Problem details: In the anniversary post, could you change "bold" to "ambitious" and give the part that opens with "Yet, what we" and closes with "in any case." again?
Passage given start
One year anniversary reminder by LinkedIn

Looking backwards briefly, and then forward again

And so it began: first as a crowdsourcing experiment, then on May 1st 2015 joining an A-team working on a mission, and now a year later, prompted by a deluge of likes from my friends and benevolent acquaintances on LinkedIn, I get to look back on an amazing 12 months.

Time flies. Especially when you are not bored.

Yet one of the most important factor so far has been the feedback given by people who understand the whirlwind world of technology we live in. Those people understand that what we’re working on at Snips bears a significance that far exceeds your typical startup project, possibly one that will save us from our enslavement to gadgets as well as do right by our personal data, an ever growing concern. The feedback has been unequivocally upbeat: that I did the right thing in joining Rand, Maël and Mika and the rest of the team at Snips. I feel the same way. Everyday.

Yet, what we are trying to tackle is bold, farsighted, and perhaps a bit difficult to grasp fully at the moment. The (gut) feeling can be dizzying.

Can yet another technology help make technology disappear? We believe so. It’s a mission worth striving towards in any case.
Passage given end
Records provided start
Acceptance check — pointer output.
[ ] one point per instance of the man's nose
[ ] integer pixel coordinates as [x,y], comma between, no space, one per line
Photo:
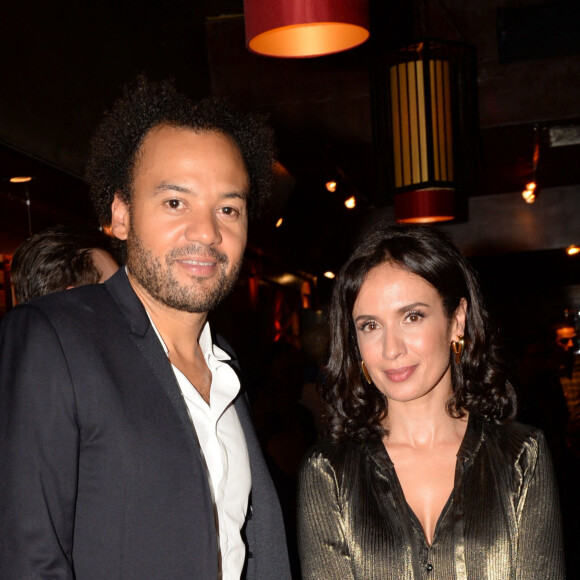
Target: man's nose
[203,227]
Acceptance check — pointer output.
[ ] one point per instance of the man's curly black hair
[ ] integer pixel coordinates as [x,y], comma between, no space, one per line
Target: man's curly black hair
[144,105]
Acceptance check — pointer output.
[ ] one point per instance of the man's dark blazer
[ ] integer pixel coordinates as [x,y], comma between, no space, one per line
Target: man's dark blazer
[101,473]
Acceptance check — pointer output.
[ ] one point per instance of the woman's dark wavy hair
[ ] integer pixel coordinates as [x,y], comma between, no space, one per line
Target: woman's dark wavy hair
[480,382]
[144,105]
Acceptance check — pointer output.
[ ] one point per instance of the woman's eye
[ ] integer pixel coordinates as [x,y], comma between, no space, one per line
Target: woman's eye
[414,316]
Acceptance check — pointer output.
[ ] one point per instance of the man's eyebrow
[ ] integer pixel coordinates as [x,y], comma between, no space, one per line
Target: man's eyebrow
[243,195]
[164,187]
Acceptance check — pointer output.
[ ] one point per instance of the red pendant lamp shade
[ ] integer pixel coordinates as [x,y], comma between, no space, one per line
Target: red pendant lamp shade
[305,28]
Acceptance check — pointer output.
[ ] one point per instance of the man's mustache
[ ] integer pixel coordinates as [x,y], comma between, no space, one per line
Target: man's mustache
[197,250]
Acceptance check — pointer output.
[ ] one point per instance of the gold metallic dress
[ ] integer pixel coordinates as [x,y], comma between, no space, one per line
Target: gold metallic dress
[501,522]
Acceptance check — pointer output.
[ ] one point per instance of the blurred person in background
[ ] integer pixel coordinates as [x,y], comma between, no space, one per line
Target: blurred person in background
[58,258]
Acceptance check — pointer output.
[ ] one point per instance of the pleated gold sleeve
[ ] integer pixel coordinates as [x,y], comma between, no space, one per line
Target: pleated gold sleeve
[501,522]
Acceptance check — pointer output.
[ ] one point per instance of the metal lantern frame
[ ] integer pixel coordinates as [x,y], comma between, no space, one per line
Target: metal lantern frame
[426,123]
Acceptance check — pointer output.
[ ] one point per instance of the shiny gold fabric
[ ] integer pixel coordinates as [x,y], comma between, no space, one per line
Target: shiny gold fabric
Records provided end
Solution for this exercise:
Yet, what we are trying to tackle is ambitious, farsighted, and perhaps a bit difficult to grasp fully at the moment. The (gut) feeling can be dizzying.

Can yet another technology help make technology disappear? We believe so. It’s a mission worth striving towards in any case.